**To be done:**
Update the lines of data below by changing each "Query" to "Target". Leave everything else as it is.

**Lines of data:**
## START

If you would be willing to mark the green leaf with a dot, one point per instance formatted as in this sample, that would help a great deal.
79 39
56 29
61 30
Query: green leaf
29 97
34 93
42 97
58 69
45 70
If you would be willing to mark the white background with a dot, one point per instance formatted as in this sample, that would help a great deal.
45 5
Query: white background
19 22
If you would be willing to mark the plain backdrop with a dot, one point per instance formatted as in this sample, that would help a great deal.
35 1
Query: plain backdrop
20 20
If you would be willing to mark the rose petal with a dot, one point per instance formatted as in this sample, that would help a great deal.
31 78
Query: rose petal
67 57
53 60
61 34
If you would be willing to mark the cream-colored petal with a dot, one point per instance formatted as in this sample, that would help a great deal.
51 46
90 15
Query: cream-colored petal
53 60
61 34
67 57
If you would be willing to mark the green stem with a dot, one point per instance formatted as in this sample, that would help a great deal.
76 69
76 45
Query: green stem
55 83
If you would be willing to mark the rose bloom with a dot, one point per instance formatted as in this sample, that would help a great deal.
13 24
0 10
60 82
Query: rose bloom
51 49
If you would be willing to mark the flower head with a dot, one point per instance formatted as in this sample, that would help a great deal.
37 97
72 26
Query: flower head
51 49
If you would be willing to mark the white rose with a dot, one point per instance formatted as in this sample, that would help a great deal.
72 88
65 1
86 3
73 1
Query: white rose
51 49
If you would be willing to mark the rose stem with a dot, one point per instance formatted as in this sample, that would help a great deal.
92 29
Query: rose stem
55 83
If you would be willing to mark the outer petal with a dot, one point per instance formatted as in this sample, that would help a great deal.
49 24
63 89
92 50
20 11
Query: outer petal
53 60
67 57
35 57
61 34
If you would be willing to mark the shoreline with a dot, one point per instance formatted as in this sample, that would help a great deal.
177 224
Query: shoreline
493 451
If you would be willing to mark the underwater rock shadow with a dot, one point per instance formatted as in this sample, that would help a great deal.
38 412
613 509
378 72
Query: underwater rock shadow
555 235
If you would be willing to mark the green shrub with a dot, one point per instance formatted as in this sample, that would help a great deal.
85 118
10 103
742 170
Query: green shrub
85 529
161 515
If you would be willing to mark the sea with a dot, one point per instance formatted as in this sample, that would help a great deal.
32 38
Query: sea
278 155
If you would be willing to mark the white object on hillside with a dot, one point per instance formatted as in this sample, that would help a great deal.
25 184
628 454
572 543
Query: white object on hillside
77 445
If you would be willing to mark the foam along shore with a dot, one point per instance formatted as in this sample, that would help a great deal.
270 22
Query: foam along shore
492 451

## END

**Complete response:**
If you would be willing to mark the green leaf with a dot, one point per instance formatted as in this sample, that would help a great deal.
79 39
56 29
61 30
Target: green leaf
29 97
34 93
42 97
58 69
45 70
If you would be willing to mark the white background with a dot, one point per instance formatted as in this sample, that would help a great deal.
45 5
Target: white background
19 22
If you would be willing to mark the plain backdrop with a dot, one point per instance formatted as in this sample, that would help a great deal.
35 1
Target: plain backdrop
20 20
If you would be willing to mark the rose petal with a dot, one point per instance formatted as in this sample, that would help a great deal.
31 78
Target: rose petal
67 57
53 60
61 34
If you would be willing to mark the cream-colored petal with a dot, one point per instance formatted as in this sample, that would help a great deal.
51 46
90 15
Target: cream-colored petal
53 60
61 34
67 57
If you would be willing to mark the green stem with a dot, one point per instance formatted as in this sample, that would help a great deal.
76 69
76 45
Target: green stem
55 83
If you would be willing to mark the rose bloom with a dot, one point per instance formatted as in this sample, that would help a great deal.
13 24
0 10
60 82
Target: rose bloom
51 49
If you would be willing to mark the flower head with a dot, one point per instance formatted as in this sample, that would help a great deal.
37 97
72 26
Target: flower head
51 49
If you would be willing to mark the white rose with a dot, one point per instance formatted as in this sample, that would help a great deal.
72 88
65 1
86 3
73 1
Target: white rose
51 49
If you would be willing to mark the rose stem with a dot, one point per instance formatted as in this sample, that would help a great deal.
92 29
Target: rose stem
55 83
If you would be willing to mark the outer petal with a dot, one point per instance formatted as in this sample, that would help a great deal.
49 24
63 89
92 50
20 11
Target: outer petal
53 60
67 57
35 57
61 34
If you would be willing to mark the shoreline with a dot, one point per instance formatted as in this sample, that would help a great deal.
177 224
Target: shoreline
493 451
If you would be willing to mark the underwater rock shadow with a dot, one point per instance formatted as in this sample, that would help a great deal.
38 412
613 509
378 72
Target: underwater rock shadow
555 235
If you would be willing to mark the green shrub with a dot, one point per instance formatted as in this sample, that would help a great deal.
85 118
10 103
742 170
Target: green shrub
85 529
161 515
If you would be willing to mark the sea with a dot, one point per instance formatted as in this sample, that would help a great deal.
32 38
Target: sea
278 155
If you would be willing to mark the white object on hillside with a dot, one point per instance formatted as in this sample, that would help a great deal.
25 184
628 454
572 543
Target: white object on hillside
77 445
If you would be willing to mark the foam along shore with a dot, one point per instance formatted as in this sample, that would help a great deal.
270 22
Target: foam along shore
492 451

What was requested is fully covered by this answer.